_What you will do:_
1. In the article on Susan Wood, which magazine bought her photo of St Mark's Square in Venice?
2. Reproduce the passage of the article on Susan Wood starting with "New York at" and going on through "until February 22nd.".

_Selected extract:_
The first photograph Susan Wood remembers taking was a self- portrait. She positioned the camera on a bench or stool, stood back and took the picture. "I just wanted to see how that worked," she says.
Her camera wasn't trained on herself for long. When she won a cash prize in an art competition, Wood bought a Leica while in Europe on the "grand tour" with her parents. On her return, she made a portfolio and went from magazine to magazine. Harper's Bazaar bought a photo of St Mark's Square in Venice and spread it across two pages. "That was big stuff, to get a double-page spread. They took another couple of pictures of that trip and published them. Those were my first, and I was delighted."
Thus began a career in photography that would see Wood, now in her late 60s, capture some of the biggest names of the era, as she took candid and tender portraits of Jayne Mansfield and Susan Sontag, Norman Mailer and Andy Warhol, Gloria Steinem and Frank Gehry, David Hockney and Ralph Lauren.
She spent the 1960s, 1970s and 1980s photographing for Vogue, Look, Life, People and New York, sometimes twinning her photography with her own writing. Working with 20th Century Fox, Paramount Pictures and United Artists, she documented movie sets on major pictures as Easy Rider, Leo the Last and Modesty Blaise.
New York at that time “was very liberating”, says Wood. “It was very exciting, energetic. Originality came to the fore, freedom to try and find your calling, your dreams, to pursue your vision of what you might be. It was wonderful.”
Now Irish photographer Deirdre Brennan, in association with Jameson Dublin International Film Festival, is celebrating her work in Close Up, an exhibition at the City Assembly House on South William Street in Dublin, which runs from today until February 22nd.

_Stored records:_
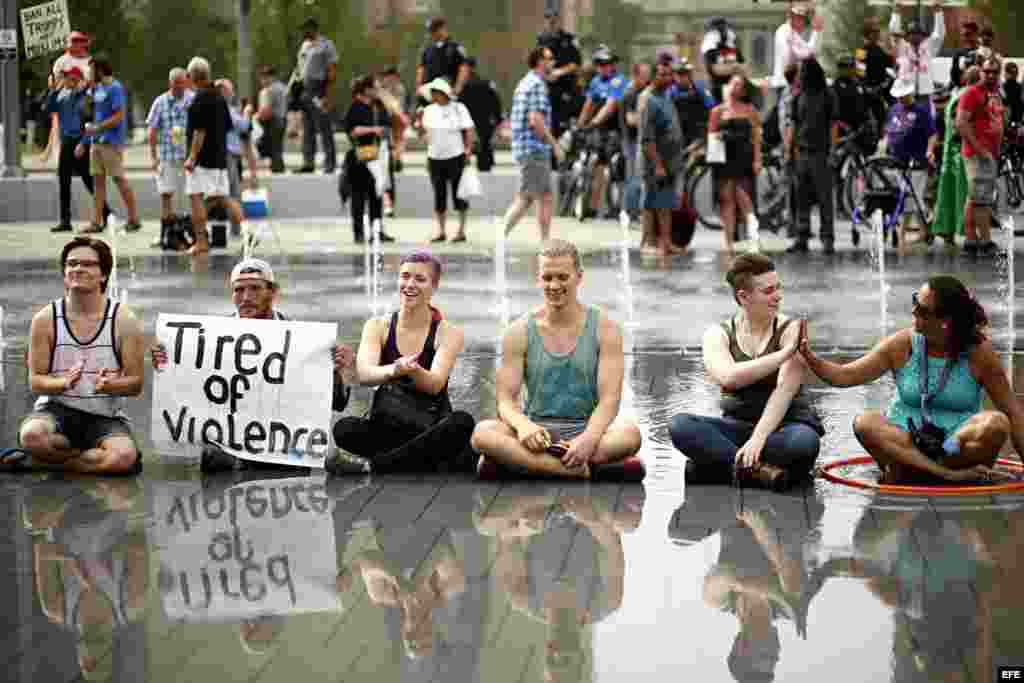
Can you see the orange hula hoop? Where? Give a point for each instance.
(911, 489)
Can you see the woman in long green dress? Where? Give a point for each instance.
(952, 180)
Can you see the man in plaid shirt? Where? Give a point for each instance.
(532, 142)
(168, 120)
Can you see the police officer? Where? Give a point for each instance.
(562, 80)
(443, 57)
(484, 105)
(599, 113)
(850, 93)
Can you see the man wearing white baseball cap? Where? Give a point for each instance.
(254, 293)
(791, 48)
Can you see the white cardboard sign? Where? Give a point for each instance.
(45, 28)
(256, 549)
(261, 389)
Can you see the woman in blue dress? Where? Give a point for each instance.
(940, 366)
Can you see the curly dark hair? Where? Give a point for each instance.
(968, 319)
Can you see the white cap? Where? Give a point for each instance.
(904, 87)
(253, 268)
(436, 84)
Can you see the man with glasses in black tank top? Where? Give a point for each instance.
(255, 294)
(768, 433)
(570, 358)
(85, 355)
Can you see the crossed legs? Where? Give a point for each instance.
(980, 438)
(497, 440)
(115, 454)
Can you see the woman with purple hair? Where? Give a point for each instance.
(409, 357)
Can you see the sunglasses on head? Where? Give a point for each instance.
(921, 310)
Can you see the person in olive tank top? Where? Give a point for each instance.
(768, 432)
(85, 356)
(569, 357)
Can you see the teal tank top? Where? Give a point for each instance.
(960, 398)
(562, 385)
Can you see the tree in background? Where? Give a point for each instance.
(845, 31)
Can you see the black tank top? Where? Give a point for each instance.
(748, 403)
(390, 352)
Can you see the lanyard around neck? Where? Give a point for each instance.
(926, 395)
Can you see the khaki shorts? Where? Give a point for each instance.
(171, 177)
(981, 175)
(107, 160)
(535, 175)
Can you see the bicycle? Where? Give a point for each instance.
(888, 177)
(1010, 181)
(771, 203)
(577, 173)
(850, 161)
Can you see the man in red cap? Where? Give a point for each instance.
(77, 54)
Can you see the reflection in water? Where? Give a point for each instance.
(559, 561)
(89, 560)
(244, 551)
(939, 573)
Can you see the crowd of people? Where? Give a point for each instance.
(883, 93)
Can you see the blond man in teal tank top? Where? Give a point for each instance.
(568, 357)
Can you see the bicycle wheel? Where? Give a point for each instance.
(704, 198)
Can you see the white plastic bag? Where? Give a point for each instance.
(715, 151)
(469, 183)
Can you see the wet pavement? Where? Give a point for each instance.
(256, 578)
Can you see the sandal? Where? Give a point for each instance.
(14, 460)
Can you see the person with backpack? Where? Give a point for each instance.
(813, 131)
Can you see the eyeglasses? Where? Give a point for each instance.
(922, 311)
(81, 263)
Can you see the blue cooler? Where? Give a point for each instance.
(255, 203)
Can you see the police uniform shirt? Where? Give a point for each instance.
(442, 59)
(851, 101)
(601, 90)
(565, 49)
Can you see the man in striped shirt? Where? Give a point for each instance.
(532, 143)
(85, 355)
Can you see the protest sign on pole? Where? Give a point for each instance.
(260, 548)
(45, 28)
(260, 389)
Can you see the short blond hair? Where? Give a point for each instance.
(560, 249)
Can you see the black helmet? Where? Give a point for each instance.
(603, 55)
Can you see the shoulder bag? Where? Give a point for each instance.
(371, 151)
(400, 407)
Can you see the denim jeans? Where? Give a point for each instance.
(713, 442)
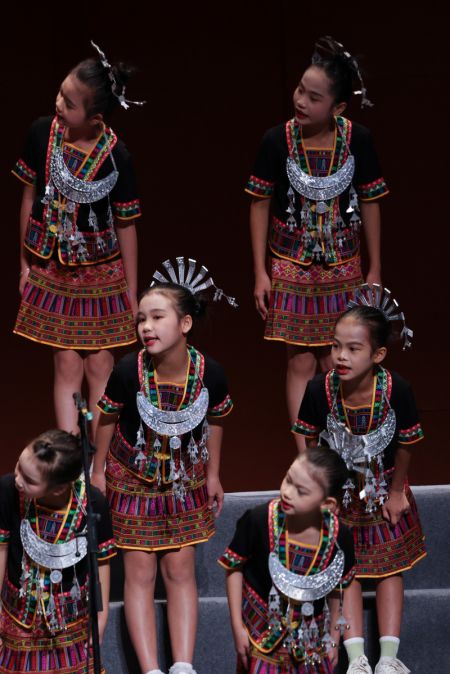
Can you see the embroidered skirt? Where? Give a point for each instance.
(83, 307)
(26, 651)
(305, 302)
(280, 662)
(148, 517)
(380, 548)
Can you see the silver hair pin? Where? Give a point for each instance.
(117, 90)
(190, 280)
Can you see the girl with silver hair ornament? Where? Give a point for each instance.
(160, 436)
(78, 258)
(315, 182)
(368, 415)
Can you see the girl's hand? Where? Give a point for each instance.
(261, 294)
(24, 274)
(99, 481)
(242, 644)
(395, 506)
(215, 494)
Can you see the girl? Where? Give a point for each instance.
(44, 622)
(160, 484)
(274, 633)
(360, 398)
(78, 240)
(311, 224)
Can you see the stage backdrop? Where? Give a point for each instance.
(215, 76)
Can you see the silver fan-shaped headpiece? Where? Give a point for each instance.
(188, 277)
(381, 298)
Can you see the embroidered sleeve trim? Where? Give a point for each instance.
(108, 406)
(231, 560)
(259, 188)
(222, 409)
(373, 190)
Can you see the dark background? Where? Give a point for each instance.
(215, 76)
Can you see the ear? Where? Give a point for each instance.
(186, 323)
(339, 109)
(379, 354)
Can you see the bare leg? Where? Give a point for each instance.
(301, 368)
(139, 605)
(178, 570)
(97, 368)
(68, 378)
(390, 605)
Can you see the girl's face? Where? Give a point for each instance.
(29, 475)
(159, 326)
(313, 101)
(71, 101)
(300, 493)
(352, 353)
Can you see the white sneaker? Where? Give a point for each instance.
(182, 668)
(360, 666)
(391, 666)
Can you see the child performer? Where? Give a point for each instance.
(78, 257)
(285, 557)
(370, 418)
(162, 469)
(315, 181)
(43, 562)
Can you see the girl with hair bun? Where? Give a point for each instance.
(78, 260)
(368, 415)
(43, 561)
(315, 182)
(160, 434)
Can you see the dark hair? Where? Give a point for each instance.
(95, 76)
(339, 66)
(61, 455)
(380, 329)
(328, 468)
(185, 302)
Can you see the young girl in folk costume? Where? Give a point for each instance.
(285, 558)
(78, 240)
(162, 469)
(43, 560)
(369, 416)
(316, 179)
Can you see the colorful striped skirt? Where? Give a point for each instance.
(305, 302)
(148, 517)
(382, 549)
(280, 662)
(26, 651)
(83, 307)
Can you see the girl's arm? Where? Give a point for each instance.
(214, 444)
(259, 228)
(397, 503)
(104, 577)
(25, 212)
(240, 636)
(103, 437)
(127, 237)
(370, 216)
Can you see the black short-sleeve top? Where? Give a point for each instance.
(262, 530)
(48, 216)
(18, 591)
(269, 179)
(135, 373)
(324, 394)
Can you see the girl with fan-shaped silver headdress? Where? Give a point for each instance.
(78, 260)
(160, 436)
(368, 415)
(287, 566)
(316, 181)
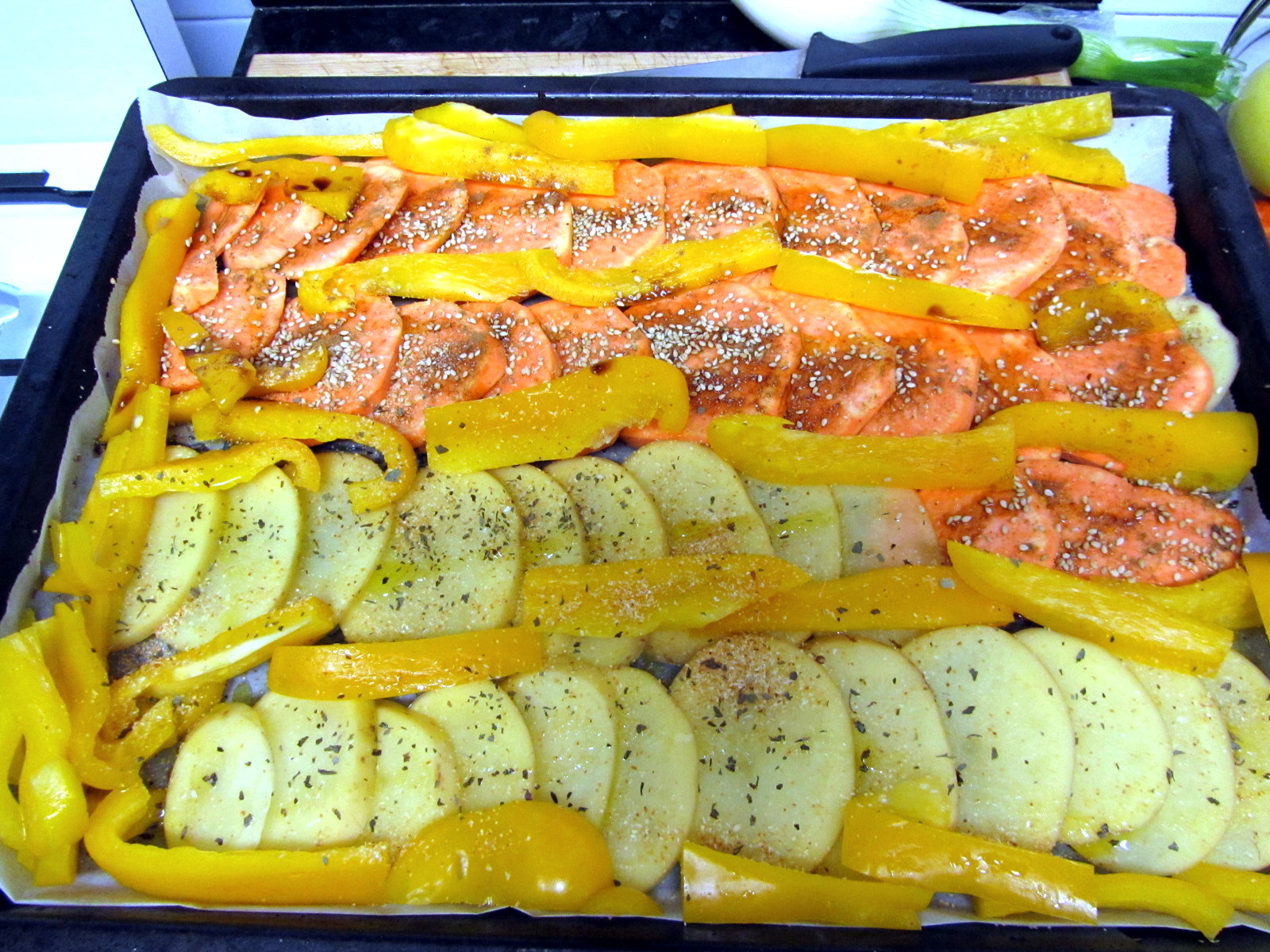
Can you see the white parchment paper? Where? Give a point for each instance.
(1142, 145)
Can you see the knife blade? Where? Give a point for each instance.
(965, 52)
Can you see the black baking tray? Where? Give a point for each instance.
(1218, 228)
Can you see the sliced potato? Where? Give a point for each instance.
(1009, 730)
(454, 564)
(1242, 693)
(903, 761)
(802, 524)
(1202, 328)
(257, 549)
(550, 526)
(221, 782)
(706, 509)
(493, 749)
(568, 710)
(340, 547)
(620, 522)
(774, 750)
(416, 777)
(1200, 800)
(654, 793)
(179, 546)
(1122, 746)
(323, 771)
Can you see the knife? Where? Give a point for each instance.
(965, 52)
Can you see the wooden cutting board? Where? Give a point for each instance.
(476, 63)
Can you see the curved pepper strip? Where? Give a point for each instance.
(1248, 892)
(637, 597)
(252, 420)
(1189, 451)
(719, 888)
(140, 333)
(50, 793)
(526, 854)
(423, 146)
(395, 668)
(899, 597)
(558, 419)
(228, 655)
(698, 137)
(215, 470)
(1126, 624)
(819, 277)
(889, 848)
(1102, 313)
(192, 152)
(476, 277)
(679, 266)
(471, 121)
(343, 876)
(768, 448)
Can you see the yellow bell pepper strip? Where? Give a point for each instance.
(882, 156)
(1076, 117)
(341, 876)
(719, 888)
(899, 597)
(476, 277)
(205, 155)
(889, 848)
(698, 137)
(1189, 451)
(1206, 911)
(50, 793)
(641, 596)
(622, 900)
(1102, 313)
(819, 277)
(425, 146)
(251, 420)
(526, 854)
(1246, 892)
(140, 333)
(768, 448)
(558, 419)
(395, 668)
(681, 266)
(1124, 622)
(471, 121)
(215, 470)
(1257, 568)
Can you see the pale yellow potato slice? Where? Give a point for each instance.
(620, 522)
(340, 547)
(802, 524)
(221, 784)
(654, 791)
(257, 549)
(179, 546)
(568, 708)
(1122, 746)
(323, 771)
(1200, 800)
(454, 562)
(775, 762)
(493, 749)
(416, 776)
(1242, 695)
(903, 761)
(1009, 730)
(706, 509)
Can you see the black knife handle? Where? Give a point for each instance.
(968, 52)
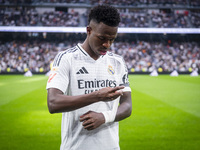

_Answers for this exercise:_
1. Harper's Bazaar

2.
New York at that time “was very liberating”, says Wood. “It was very exciting, energetic. Originality came to the fore, freedom to try and find your calling, your dreams, to pursue your vision of what you might be. It was wonderful.”
Now Irish photographer Deirdre Brennan, in association with Jameson Dublin International Film Festival, is celebrating her work in Close Up, an exhibition at the City Assembly House on South William Street in Dublin, which runs from today until February 22nd.